=== Input for this task ===
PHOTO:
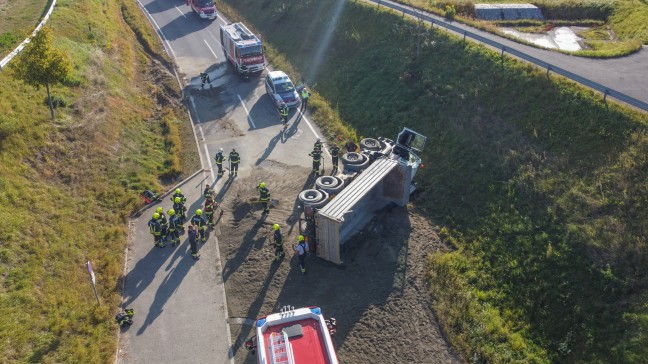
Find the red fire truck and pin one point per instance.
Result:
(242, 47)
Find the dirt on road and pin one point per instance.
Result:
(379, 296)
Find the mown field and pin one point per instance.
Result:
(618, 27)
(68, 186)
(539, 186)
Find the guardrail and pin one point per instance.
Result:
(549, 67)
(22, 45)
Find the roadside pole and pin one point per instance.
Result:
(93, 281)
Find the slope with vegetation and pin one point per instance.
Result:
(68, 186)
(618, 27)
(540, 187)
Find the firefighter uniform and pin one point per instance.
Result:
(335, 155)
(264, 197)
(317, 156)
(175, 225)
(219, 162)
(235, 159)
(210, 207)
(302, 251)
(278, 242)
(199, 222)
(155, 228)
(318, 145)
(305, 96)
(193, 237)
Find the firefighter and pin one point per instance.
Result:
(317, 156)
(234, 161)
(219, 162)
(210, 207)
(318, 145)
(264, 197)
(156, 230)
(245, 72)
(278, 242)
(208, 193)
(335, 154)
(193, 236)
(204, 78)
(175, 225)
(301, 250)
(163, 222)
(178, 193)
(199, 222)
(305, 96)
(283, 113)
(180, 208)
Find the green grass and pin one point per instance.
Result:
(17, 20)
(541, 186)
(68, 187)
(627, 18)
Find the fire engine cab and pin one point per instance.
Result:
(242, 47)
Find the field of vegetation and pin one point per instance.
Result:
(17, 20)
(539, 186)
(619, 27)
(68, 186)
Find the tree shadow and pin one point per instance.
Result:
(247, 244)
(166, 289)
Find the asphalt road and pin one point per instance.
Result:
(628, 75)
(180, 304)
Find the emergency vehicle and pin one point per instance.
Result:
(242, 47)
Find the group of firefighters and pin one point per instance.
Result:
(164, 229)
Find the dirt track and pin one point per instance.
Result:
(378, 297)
==
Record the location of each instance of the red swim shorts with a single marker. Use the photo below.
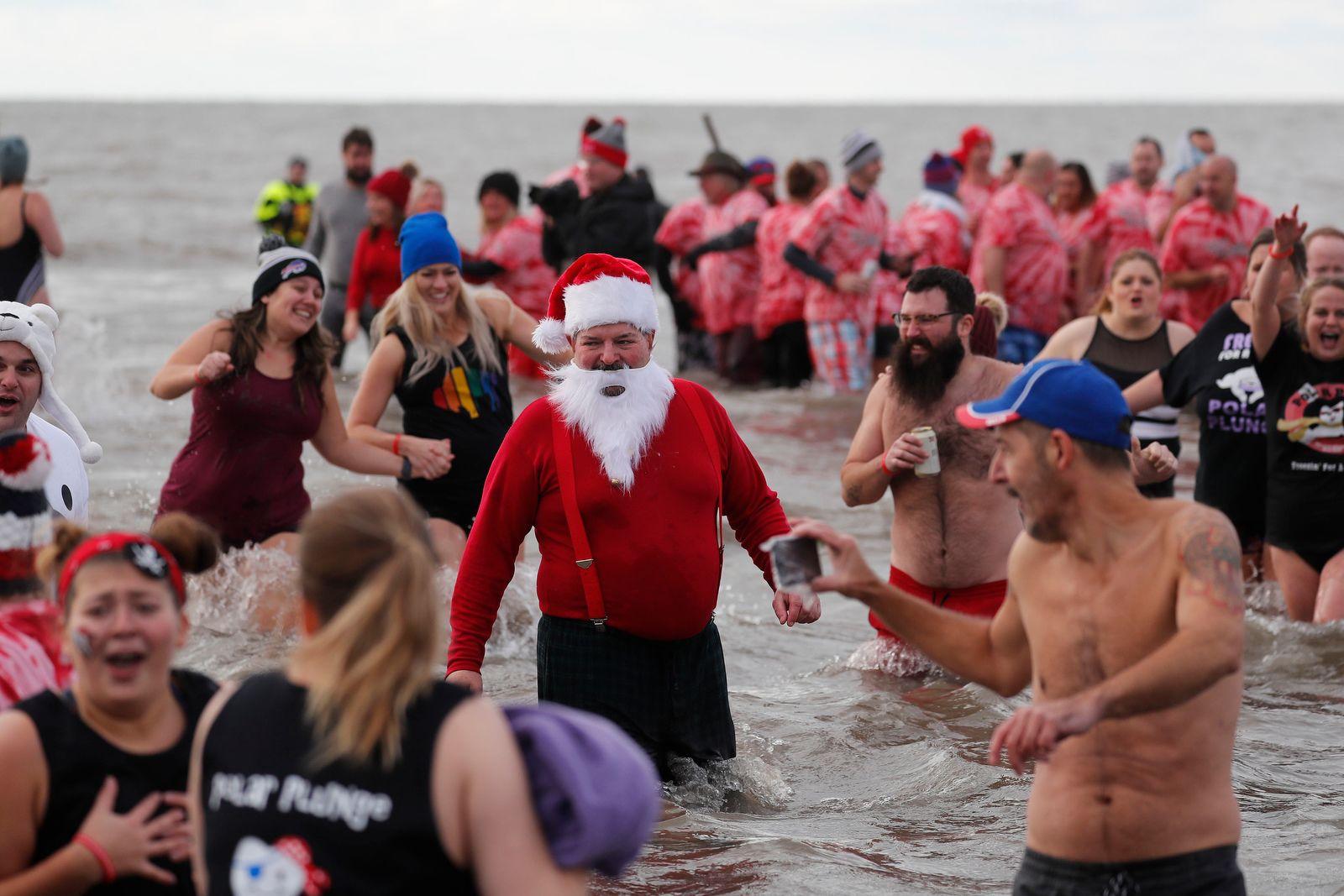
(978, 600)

=== The problem ===
Look through the records for the string "dirt". Copy every line that has it.

=== Output below ===
Find the dirt on road and pin one point per instance.
Find the dirt track and pin one point per instance.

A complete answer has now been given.